◆ **Given passage**
In recent years, advanced technologies have enabled people to collect complex data and the analysis of such data can be challenging. My dissertation focuses on developing new methodologies and computational algorithms in non- and semi- parametric regression models to analyze complex and large scaled data. Chapter 1 introduces commonly used semiparametric models and their properties. Chapter 2 reviews B-splines approximation to the nonparametric functions. Chapter 3 provides an overview of methodologies including generalized estimating equations and mixed models, which are used to analyze correlated data.
In chapter 4, we propose a flexible generalized semiparametric model for repeated measurements by combining generalized partially linear single index model with varying coefficient model. The proposed model is a useful analytic tool to explore dynamic patterns which naturally exist in longitudinal data and also study possible nonlinear relationships between the response and covariates. We then employ the quadratic inference function and develop an estimation procedure to estimate unknown regression parameters and nonparametric functions. To select variables and estimate parameters simultaneously, we further obtain penalized estimators. Moreover, we establish theoretical properties of the parametric and nonparametric estimators. Both simulations and an empirical example are presented to illustrate the use of the proposed model.
In chapter 5, we propose a semiparametric model in genome-wide association studies (GWAS). The use of linear mixed models (LMMs) in GWAS is now widely accepted because LMMs have been shown to be capable of correcting for several forms of confounding due to genetic relatedness of sampled data. On the other hand, gene and environment (G × E) interactions play a pivotal role in determining the risk of human diseases. Conventional parametric models such as LMMs may not reflect the underlying nonlinear G × E interactions, which will result in serious bias. Therefore, we propose a semiparametric mixed model to investigate important gene associations in the context of possible nonlinear G × E interactions in GWAS. We further propose a profile maximum likelihood estimation procedure to estimate the parameters and nonparametric functions, and apply the restricted maximum likelihood estimation method to estimate the variance components. For these profile parameter and nonparametric function estimators, asymptotic consistency and normality are established. Moreover, the Rao-score-type test procedure is developed and a multiple testing process is employed to identify the important genetic factors. Both simulation studies and an empirical example are presented to illustrate the use of our proposed model and methods.

◆ **Information given**
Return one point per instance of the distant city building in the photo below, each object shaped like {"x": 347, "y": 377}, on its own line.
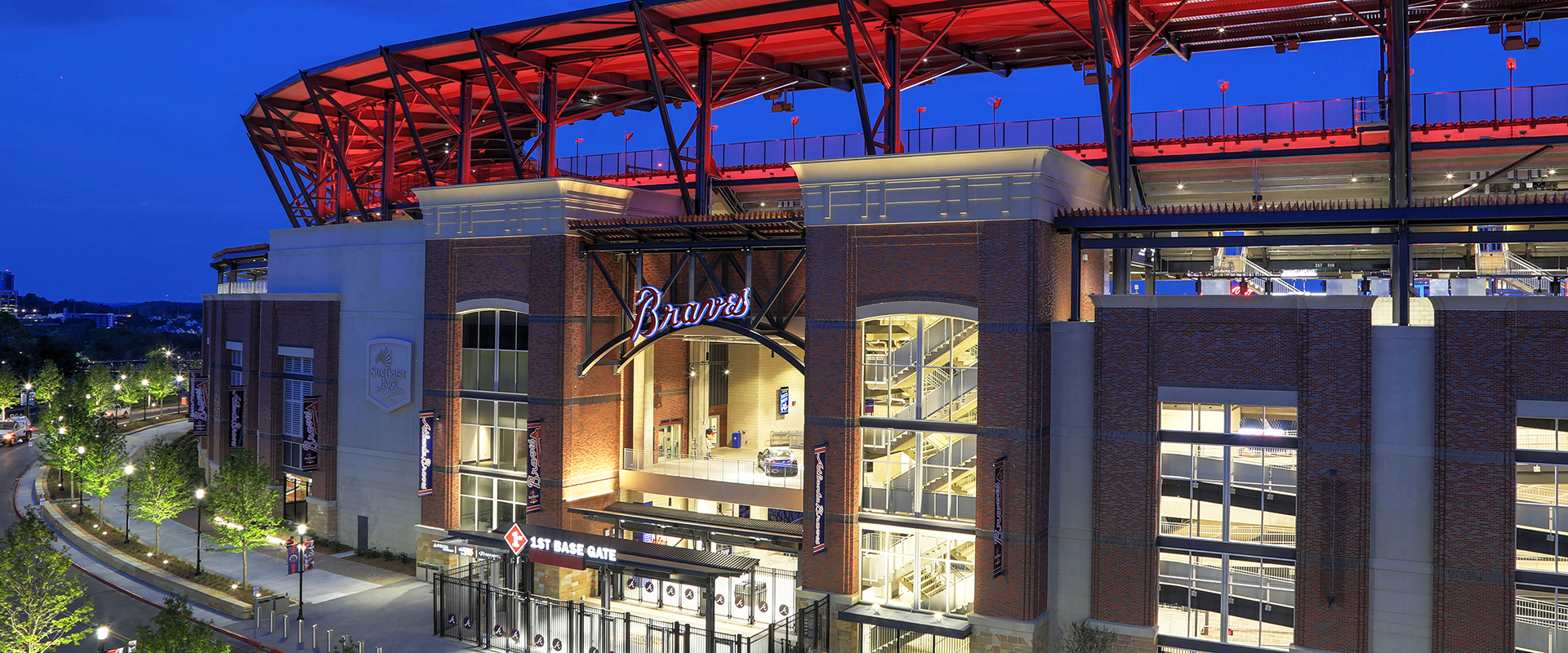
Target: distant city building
{"x": 7, "y": 291}
{"x": 100, "y": 320}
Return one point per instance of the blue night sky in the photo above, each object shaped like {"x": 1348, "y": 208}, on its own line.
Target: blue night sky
{"x": 124, "y": 165}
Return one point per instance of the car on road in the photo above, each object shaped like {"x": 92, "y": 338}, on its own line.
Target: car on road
{"x": 778, "y": 460}
{"x": 16, "y": 431}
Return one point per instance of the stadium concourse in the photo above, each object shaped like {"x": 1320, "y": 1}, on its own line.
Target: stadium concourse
{"x": 1211, "y": 380}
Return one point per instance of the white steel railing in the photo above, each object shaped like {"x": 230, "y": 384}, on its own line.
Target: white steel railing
{"x": 243, "y": 287}
{"x": 709, "y": 469}
{"x": 1515, "y": 264}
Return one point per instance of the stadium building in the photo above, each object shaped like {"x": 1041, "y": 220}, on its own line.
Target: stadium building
{"x": 1230, "y": 380}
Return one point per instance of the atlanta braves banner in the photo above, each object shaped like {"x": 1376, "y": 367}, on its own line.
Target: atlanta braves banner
{"x": 427, "y": 453}
{"x": 235, "y": 419}
{"x": 535, "y": 433}
{"x": 308, "y": 453}
{"x": 821, "y": 525}
{"x": 301, "y": 557}
{"x": 198, "y": 398}
{"x": 998, "y": 561}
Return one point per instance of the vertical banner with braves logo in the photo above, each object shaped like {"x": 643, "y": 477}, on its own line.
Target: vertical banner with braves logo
{"x": 535, "y": 433}
{"x": 198, "y": 398}
{"x": 310, "y": 426}
{"x": 235, "y": 419}
{"x": 427, "y": 453}
{"x": 819, "y": 500}
{"x": 998, "y": 561}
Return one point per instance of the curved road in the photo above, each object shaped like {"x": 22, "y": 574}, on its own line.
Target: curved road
{"x": 121, "y": 611}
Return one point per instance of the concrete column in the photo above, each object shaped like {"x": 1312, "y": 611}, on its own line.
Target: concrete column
{"x": 1402, "y": 467}
{"x": 1071, "y": 481}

◆ **Activity list**
A - Please print the stretch of the dissertation abstract from "In recent years, advanced" through "analyze correlated data." without any changes.
B - Decide whether each statement agrees with the dissertation abstract. Answer yes or no and quote the words from the dissertation abstract that settle it.
(i) Chapter 2 reviews B-splines approximation to the nonparametric functions.
(ii) The chapter 4 model is estimated with a profile maximum likelihood estimation procedure.
(iii) In chapter 5, restricted maximum likelihood estimation is used to estimate the variance components.

◆ **Expected results**
A -
In recent years, advanced technologies have enabled people to collect complex data and the analysis of such data can be challenging. My dissertation focuses on developing new methodologies and computational algorithms in non- and semi- parametric regression models to analyze complex and large scaled data. Chapter 1 introduces commonly used semiparametric models and their properties. Chapter 2 reviews B-splines approximation to the nonparametric functions. Chapter 3 provides an overview of methodologies including generalized estimating equations and mixed models, which are used to analyze correlated data.

B -
(i) Yes: "Chapter 2 reviews B-splines approximation to the nonparametric functions."
(ii) No: "We then employ the quadratic inference function and develop an estimation procedure to estimate unknown regression parameters and nonparametric functions."
(iii) Yes: "apply the restricted maximum likelihood estimation method to estimate the variance components."